- **EXERCISE**: List every line in the records below that contains the string "fence".

- **PROVIDED RECORDS**:
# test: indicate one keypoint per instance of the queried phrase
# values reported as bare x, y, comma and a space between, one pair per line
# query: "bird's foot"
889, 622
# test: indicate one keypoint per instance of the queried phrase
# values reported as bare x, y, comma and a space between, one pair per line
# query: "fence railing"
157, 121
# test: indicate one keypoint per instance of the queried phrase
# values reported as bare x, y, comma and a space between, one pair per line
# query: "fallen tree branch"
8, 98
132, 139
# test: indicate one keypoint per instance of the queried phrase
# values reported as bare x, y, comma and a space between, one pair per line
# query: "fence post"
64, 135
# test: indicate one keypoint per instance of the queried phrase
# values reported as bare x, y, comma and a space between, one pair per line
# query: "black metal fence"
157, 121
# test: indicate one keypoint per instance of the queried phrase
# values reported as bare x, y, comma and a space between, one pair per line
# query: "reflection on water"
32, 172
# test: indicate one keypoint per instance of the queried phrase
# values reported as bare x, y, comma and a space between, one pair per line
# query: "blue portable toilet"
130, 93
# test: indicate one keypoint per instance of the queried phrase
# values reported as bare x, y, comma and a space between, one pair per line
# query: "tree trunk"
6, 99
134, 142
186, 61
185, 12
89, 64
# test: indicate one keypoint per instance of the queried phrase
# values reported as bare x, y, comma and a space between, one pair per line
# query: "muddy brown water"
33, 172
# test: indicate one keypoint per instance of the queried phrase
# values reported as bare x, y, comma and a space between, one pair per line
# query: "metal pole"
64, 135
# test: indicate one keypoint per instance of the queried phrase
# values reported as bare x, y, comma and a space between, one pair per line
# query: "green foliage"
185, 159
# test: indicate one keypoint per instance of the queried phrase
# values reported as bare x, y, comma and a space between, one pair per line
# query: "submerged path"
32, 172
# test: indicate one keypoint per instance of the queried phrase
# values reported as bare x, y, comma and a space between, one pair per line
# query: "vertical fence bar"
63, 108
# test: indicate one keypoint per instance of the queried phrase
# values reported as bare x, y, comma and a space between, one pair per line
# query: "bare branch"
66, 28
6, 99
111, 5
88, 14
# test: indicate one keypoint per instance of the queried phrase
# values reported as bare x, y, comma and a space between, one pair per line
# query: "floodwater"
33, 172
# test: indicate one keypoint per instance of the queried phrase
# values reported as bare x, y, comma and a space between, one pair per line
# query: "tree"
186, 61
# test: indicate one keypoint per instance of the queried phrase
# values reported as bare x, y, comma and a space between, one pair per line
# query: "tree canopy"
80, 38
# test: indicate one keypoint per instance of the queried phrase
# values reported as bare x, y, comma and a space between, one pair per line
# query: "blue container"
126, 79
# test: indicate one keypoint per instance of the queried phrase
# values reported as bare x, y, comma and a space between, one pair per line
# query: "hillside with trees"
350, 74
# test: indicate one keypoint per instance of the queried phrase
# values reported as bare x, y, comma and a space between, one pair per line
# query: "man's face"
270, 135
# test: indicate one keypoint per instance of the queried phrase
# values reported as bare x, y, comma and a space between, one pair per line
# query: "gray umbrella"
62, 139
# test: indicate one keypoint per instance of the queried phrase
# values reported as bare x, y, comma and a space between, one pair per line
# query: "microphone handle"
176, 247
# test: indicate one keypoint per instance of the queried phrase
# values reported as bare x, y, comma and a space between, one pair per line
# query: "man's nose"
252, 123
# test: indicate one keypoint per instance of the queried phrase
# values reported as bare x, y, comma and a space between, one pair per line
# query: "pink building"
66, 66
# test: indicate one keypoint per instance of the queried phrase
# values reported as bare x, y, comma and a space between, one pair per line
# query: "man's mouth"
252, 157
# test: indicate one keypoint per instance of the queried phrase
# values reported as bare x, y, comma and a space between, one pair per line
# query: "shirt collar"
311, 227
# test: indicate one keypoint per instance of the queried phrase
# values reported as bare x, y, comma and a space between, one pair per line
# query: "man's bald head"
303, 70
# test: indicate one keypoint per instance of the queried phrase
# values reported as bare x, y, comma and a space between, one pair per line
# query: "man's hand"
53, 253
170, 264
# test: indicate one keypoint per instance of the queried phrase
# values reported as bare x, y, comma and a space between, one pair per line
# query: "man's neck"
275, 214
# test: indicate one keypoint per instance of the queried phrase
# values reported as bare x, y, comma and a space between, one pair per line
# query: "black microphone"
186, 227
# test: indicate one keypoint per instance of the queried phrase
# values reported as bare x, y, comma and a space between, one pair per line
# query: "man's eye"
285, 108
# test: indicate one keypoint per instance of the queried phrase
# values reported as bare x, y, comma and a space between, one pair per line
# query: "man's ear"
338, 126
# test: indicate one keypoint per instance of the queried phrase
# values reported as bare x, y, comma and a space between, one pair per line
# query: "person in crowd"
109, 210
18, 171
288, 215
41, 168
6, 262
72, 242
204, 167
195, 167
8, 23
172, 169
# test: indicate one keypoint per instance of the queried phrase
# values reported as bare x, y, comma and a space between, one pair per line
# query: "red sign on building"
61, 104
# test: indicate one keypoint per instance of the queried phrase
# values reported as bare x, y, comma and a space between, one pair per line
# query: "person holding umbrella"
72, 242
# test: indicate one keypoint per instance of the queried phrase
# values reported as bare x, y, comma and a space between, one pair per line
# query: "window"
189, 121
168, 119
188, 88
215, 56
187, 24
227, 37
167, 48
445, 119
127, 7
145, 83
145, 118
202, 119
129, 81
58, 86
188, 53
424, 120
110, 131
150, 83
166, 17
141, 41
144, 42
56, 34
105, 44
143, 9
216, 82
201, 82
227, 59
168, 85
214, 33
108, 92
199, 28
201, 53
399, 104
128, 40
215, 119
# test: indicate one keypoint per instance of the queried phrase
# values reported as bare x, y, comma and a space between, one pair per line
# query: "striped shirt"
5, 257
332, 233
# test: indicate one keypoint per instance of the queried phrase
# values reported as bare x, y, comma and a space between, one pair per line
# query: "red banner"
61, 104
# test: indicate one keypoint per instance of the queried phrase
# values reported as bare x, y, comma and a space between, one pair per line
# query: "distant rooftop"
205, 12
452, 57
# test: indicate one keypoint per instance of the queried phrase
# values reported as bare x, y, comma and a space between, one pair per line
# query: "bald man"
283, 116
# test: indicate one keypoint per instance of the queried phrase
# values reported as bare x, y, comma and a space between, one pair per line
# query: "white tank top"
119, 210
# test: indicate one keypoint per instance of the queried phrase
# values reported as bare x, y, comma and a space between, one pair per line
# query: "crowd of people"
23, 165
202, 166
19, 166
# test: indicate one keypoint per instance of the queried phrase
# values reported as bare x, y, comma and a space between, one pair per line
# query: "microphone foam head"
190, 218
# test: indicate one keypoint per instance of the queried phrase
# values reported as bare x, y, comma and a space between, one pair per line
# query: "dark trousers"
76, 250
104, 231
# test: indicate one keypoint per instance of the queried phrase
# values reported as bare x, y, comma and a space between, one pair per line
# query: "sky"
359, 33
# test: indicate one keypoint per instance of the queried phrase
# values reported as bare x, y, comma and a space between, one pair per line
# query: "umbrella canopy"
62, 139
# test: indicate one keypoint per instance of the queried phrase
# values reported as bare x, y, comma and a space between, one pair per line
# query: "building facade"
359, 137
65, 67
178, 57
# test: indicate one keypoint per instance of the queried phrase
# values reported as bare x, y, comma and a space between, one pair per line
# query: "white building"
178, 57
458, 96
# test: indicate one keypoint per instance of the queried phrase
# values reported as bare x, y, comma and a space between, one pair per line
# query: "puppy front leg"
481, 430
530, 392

- **FINISHED TASK**:
# query: "fence railing"
# query: "fence post"
# query: "black metal fence"
# query: "vertical fence bar"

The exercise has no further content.